--- Start ---

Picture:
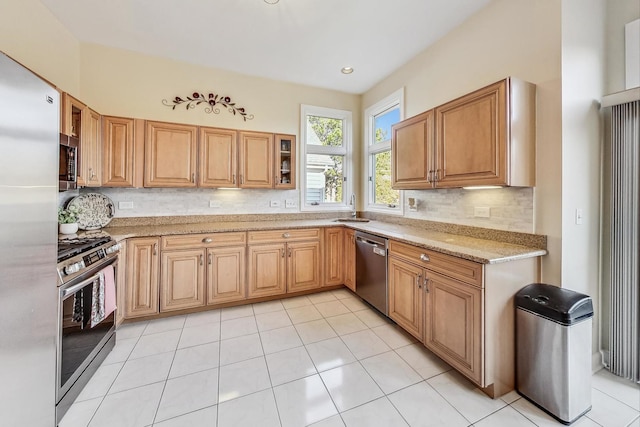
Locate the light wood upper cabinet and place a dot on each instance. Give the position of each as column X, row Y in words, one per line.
column 218, row 158
column 454, row 325
column 412, row 152
column 90, row 172
column 406, row 296
column 303, row 266
column 182, row 279
column 142, row 277
column 486, row 137
column 285, row 161
column 170, row 155
column 123, row 152
column 256, row 160
column 350, row 259
column 226, row 274
column 333, row 256
column 267, row 270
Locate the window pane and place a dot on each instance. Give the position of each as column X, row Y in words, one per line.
column 383, row 194
column 324, row 131
column 382, row 124
column 324, row 178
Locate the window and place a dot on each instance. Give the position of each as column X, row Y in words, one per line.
column 325, row 158
column 378, row 121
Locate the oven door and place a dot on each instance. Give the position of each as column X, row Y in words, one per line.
column 78, row 341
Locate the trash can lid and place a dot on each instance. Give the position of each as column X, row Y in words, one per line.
column 557, row 304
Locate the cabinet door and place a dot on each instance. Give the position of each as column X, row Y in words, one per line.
column 406, row 296
column 218, row 158
column 303, row 266
column 454, row 325
column 256, row 160
column 267, row 270
column 91, row 149
column 226, row 275
column 333, row 256
column 123, row 157
column 350, row 259
column 412, row 152
column 142, row 277
column 170, row 155
column 285, row 148
column 472, row 139
column 182, row 280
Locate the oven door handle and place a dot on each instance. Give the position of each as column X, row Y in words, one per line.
column 73, row 289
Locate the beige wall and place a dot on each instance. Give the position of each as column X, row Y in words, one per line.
column 583, row 84
column 619, row 13
column 31, row 35
column 517, row 38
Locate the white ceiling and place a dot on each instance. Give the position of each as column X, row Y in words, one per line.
column 299, row 41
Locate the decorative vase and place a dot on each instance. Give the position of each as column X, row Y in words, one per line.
column 69, row 228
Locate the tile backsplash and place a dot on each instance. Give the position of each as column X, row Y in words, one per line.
column 510, row 208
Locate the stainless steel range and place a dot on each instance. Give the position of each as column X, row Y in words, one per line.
column 87, row 269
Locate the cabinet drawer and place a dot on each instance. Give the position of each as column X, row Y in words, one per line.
column 209, row 240
column 458, row 268
column 271, row 236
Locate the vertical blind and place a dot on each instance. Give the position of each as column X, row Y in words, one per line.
column 624, row 235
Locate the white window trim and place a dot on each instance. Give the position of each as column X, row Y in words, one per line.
column 384, row 104
column 345, row 150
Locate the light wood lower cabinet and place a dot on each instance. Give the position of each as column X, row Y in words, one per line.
column 142, row 277
column 350, row 259
column 453, row 331
column 406, row 296
column 226, row 274
column 333, row 256
column 303, row 270
column 267, row 270
column 182, row 279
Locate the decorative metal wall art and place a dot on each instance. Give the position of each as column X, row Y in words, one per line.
column 210, row 103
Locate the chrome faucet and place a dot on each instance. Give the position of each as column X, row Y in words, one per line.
column 353, row 205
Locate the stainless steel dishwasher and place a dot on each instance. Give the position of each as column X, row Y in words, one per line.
column 371, row 270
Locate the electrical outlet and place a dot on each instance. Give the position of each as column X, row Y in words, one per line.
column 482, row 212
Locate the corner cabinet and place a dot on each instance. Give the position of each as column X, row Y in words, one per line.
column 486, row 137
column 143, row 266
column 123, row 152
column 170, row 155
column 460, row 310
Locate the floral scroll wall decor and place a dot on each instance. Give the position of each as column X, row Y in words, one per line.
column 211, row 104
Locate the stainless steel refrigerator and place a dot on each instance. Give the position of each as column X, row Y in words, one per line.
column 29, row 149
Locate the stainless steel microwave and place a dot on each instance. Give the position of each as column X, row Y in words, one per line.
column 69, row 147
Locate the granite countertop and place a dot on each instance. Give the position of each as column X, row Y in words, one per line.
column 480, row 250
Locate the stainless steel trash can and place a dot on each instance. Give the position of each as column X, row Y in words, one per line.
column 553, row 349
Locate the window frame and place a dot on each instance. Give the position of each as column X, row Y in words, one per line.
column 369, row 150
column 345, row 150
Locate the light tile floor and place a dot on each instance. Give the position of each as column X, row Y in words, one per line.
column 323, row 360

--- End ---

## REQUEST
Render all of the entries above as a two-column CSV with the headers text and answer, one row per entry. Put each entry's text and its answer in a single quoted field, replace line breaks with spaces, and leave out the pictures.

## RESULT OF THIS EXERCISE
text,answer
"Picture: Locate the light wood upper cabinet and place a dot on each instance. Give the position of each as column X, row Y in words, one per line.","column 218, row 158 column 454, row 325 column 412, row 152 column 90, row 172 column 406, row 296 column 303, row 266 column 182, row 279 column 142, row 277 column 486, row 137 column 285, row 161 column 170, row 155 column 123, row 152 column 256, row 160 column 350, row 259 column 226, row 274 column 333, row 256 column 267, row 270"
"Locate the window pane and place a dot on each instance. Give the position of each as column X, row Y in words, one per line.","column 383, row 194 column 324, row 131 column 382, row 124 column 324, row 178"
"Locate the window and place a dot on each instance. Give the position of each as column X, row Y in words, one per line.","column 325, row 158 column 378, row 121"
"Locate the oven door and place a dot on each instance. Give the position of each as column X, row Y in words, one per line.","column 78, row 341"
"Locate the trash can lid and place a dot on each instance. Give the position of each as column X, row Y in words, one per line.","column 557, row 304"
"Locate the cabinet door and place a dot on each instance. Give the position of each as column X, row Y in words, one per line.","column 406, row 296 column 218, row 158 column 303, row 266 column 454, row 325 column 256, row 160 column 267, row 270 column 91, row 149 column 226, row 275 column 333, row 256 column 123, row 157 column 350, row 259 column 412, row 152 column 142, row 277 column 170, row 155 column 285, row 148 column 472, row 139 column 182, row 280"
"Locate the oven door handle and place a dot on each instance. Give the position of each as column X, row Y in words, one per line.","column 73, row 289"
"Locate the beige wall and place a dot on each instance. Give the position of each as column X, row Y in words, one per line.","column 583, row 84 column 619, row 13 column 31, row 35 column 517, row 38"
"Locate the white ceiling and place a dot on each instance. Give the position of each as column X, row Y in words, one per line.","column 299, row 41"
"Locate the decorative vase and place a dot on each instance. Give the position of each as column X, row Y in words, one per line.","column 69, row 228"
"Locate the tile backsplash and place a dot on each instance. Give the position of each as column X, row Y in words, one per line.","column 510, row 208"
"Locate the stainless steel range and place a dot on each instance. Give the position of each as column X, row Y in words, one per line.","column 87, row 269"
"Locate the cabinet drawer and place a dot on each instance. Give the position of each as column X, row Y in words, one per line.","column 209, row 240 column 458, row 268 column 271, row 236"
"Locate the vertical blind and place a dot on each instance. Give the position of each as column X, row Y in words, one per line.","column 624, row 235"
"Locate the white window trim and place a dot on each instance. Give the position of each as column X, row Y in words, one per line.","column 384, row 104 column 345, row 150"
"Locate the light wood lower cabinet and place a dot on each instance. Give the position of each as column X, row Y in words, one per line.","column 142, row 277 column 350, row 259 column 453, row 331 column 406, row 296 column 226, row 274 column 333, row 256 column 303, row 270 column 267, row 270 column 182, row 279"
"Locate the decorative metal wall art and place a dot on each instance. Give the position of each as column X, row Y in words, one per line.","column 210, row 103"
"Locate the chrome faucet and place a dot on each instance. Give the position of each as column X, row Y in words, one per line.","column 353, row 205"
"Locate the stainless steel dishwasher and place a dot on each instance. Give the position of each as column X, row Y in words, one per line.","column 371, row 270"
"Locate the electrical outlet and place a dot on each instance. Give the position of each as column X, row Y in words, one per line.","column 482, row 212"
"Locate the corner cabinet and place a dot on each instance. Give the position of each as column X, row Y in words, one per line.","column 486, row 137 column 143, row 266 column 123, row 152 column 170, row 155 column 460, row 310"
"Locate the floral scroll wall decor and place a dot on each instance. Give the position of each as column X, row Y in words, one per line.","column 211, row 104"
"Locate the stainless steel refrigerator and place a dot on each instance. Give the position of each as column X, row Y in words, one per line.","column 29, row 149"
"Locate the stainless steel microwave and place a dot on each instance. Give the position of each as column X, row Y in words, one per line.","column 69, row 147"
"Locate the granite countertop and place a dot on each instance. Give the position of each as column X, row Y in words, one per line.","column 480, row 250"
"Locate the stainless steel trash can and place a dot on each instance. Give the position of each as column X, row Y in words, one per line.","column 553, row 349"
"Locate the window frame and place a dot on each instance. Give the position of each as column X, row Y in words, one per line.","column 369, row 150 column 345, row 150"
"Locate the light tile floor and place a dot on each instance. Give the position of each as column X, row Y in words, one per line.","column 323, row 360"